Repeat each line word for word.
::::::
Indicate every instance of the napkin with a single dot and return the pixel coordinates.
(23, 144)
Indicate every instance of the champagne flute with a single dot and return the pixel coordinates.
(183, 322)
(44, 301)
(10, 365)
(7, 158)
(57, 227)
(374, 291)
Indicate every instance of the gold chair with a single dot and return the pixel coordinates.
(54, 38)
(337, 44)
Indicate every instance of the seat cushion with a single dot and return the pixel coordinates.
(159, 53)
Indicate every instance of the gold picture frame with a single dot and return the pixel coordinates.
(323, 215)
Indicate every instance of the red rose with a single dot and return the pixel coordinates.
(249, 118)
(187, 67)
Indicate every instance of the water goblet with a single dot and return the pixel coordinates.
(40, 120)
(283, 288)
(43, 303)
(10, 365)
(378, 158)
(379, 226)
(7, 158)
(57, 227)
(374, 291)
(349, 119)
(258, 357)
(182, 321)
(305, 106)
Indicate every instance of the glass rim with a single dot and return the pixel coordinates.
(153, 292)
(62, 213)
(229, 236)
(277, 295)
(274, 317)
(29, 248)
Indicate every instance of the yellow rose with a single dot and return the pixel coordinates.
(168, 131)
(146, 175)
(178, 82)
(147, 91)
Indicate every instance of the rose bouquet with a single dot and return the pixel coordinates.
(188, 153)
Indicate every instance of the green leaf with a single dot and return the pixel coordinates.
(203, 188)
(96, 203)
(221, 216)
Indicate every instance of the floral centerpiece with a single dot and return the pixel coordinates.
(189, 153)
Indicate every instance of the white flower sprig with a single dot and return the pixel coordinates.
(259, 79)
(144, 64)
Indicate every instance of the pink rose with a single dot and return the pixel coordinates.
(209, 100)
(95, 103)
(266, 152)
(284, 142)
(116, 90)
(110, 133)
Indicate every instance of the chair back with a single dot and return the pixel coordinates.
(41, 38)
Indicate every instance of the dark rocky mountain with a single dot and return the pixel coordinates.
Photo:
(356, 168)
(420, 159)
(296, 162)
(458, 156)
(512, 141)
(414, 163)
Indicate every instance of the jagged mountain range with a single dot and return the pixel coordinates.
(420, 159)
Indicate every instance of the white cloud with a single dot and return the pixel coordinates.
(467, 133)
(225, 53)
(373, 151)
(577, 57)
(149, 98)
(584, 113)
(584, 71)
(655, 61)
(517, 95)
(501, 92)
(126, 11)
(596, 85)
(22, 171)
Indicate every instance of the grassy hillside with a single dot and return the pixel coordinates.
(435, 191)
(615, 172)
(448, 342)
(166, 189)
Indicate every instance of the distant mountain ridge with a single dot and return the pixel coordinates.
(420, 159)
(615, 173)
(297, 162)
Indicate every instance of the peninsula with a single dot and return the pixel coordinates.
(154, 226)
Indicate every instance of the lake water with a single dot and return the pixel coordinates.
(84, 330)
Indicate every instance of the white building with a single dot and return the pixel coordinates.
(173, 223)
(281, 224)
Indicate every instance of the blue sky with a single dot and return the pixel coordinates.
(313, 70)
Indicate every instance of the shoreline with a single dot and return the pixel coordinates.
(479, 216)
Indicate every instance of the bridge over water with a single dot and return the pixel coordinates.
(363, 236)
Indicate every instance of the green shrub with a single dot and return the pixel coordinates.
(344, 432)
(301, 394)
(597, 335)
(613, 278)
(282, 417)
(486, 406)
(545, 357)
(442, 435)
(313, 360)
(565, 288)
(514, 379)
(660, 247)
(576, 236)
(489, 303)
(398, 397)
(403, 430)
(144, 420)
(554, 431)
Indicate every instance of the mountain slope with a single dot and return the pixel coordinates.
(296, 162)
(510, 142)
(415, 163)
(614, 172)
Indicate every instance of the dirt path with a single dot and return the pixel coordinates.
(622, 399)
::::::
### Solution for this problem
Indicate every instance of the napkin with a single dot and return the pixel coordinates.
(23, 144)
Indicate every instance of the champagne flute with a single dot and return the pixel coordinates.
(183, 322)
(44, 301)
(10, 365)
(7, 158)
(57, 227)
(374, 291)
Indicate every instance of the gold chair with a single dot and return the pixel coordinates.
(54, 38)
(337, 44)
Indicate every instance of the seat cushion with a single dot and return the pixel coordinates.
(159, 53)
Indicate every instance of the gold picture frame with a single dot and return the pixel coordinates.
(323, 215)
Indicate every instance of the red rose with a single dot and return the pixel coordinates.
(249, 118)
(187, 67)
Indicate every instance of the water goblet with a single dot and return the pixel coordinates.
(40, 120)
(283, 288)
(43, 303)
(10, 365)
(378, 158)
(379, 226)
(7, 158)
(57, 227)
(374, 291)
(349, 119)
(258, 357)
(182, 321)
(305, 106)
Indicate every instance of the glass rim with a single dot and return the pixel coordinates.
(153, 292)
(62, 213)
(229, 236)
(277, 295)
(274, 317)
(29, 248)
Indicate every instance of the yellow rose with a single dot and return the pixel coordinates.
(168, 131)
(146, 175)
(178, 82)
(147, 91)
Indicate every instance of the rose bouquet with a single dot and return the pixel coordinates.
(188, 153)
Indicate every instance of the green leaf with a single dot and return the pixel coordinates.
(203, 188)
(96, 203)
(221, 216)
Indicate every instance of the floral centerpiece with a single dot and return the pixel coordinates.
(189, 153)
Indicate every instance of the white flower sprig with a single dot and return the pixel coordinates.
(259, 79)
(144, 64)
Indicate every instance of the pink rose with a single dot and return the pixel coordinates.
(209, 100)
(95, 103)
(266, 152)
(284, 142)
(116, 90)
(110, 133)
Indicate every instance of the chair back with a single dot and return the pixel coordinates.
(41, 38)
Indicate every instance of the dark rocky mountain with a single dot and return the pixel coordinates.
Photo:
(356, 168)
(420, 159)
(296, 162)
(458, 156)
(512, 141)
(414, 163)
Indicate every instance of the jagged mountain range with a single dot and return the pixel coordinates.
(420, 159)
Indicate every instance of the white cloud with a single dot and return the pixel coordinates.
(467, 133)
(225, 53)
(373, 151)
(577, 57)
(149, 98)
(584, 113)
(584, 71)
(655, 61)
(517, 95)
(501, 92)
(126, 11)
(596, 85)
(22, 171)
Indicate every instance of the grassy hillside with a single dot and return the pixel coordinates.
(435, 191)
(615, 172)
(448, 342)
(166, 189)
Indicate every instance of the distant mountain ridge with a single dot and return the pixel coordinates.
(420, 159)
(615, 173)
(297, 162)
Indicate every instance of the peninsula with a single dot and return the pixel coordinates.
(154, 226)
Indicate every instance of the lake water with a single dot and return the pixel coordinates.
(84, 330)
Indicate every instance of the white building with a single dot and return the pixel coordinates.
(173, 223)
(281, 224)
Indicate every instance of the blue sky with a single dot and return the pixel coordinates.
(313, 70)
Indicate every instance of the shoreline with a single dot and return the pixel coordinates.
(479, 216)
Indicate every instance of the bridge over water with a single dot and return the pixel coordinates.
(363, 236)
Indicate every instance of the green shrub with a single dot and return the pixel coordinates.
(344, 432)
(301, 394)
(597, 335)
(613, 278)
(282, 417)
(486, 406)
(545, 357)
(442, 435)
(313, 360)
(565, 288)
(514, 379)
(660, 247)
(576, 236)
(489, 303)
(398, 397)
(403, 430)
(144, 420)
(554, 431)
Indicate every instance of the mountain slope with a single dot and return the pixel coordinates.
(296, 162)
(510, 142)
(415, 163)
(614, 172)
Indicate every instance of the dirt path with a single dot and return the pixel coordinates.
(622, 399)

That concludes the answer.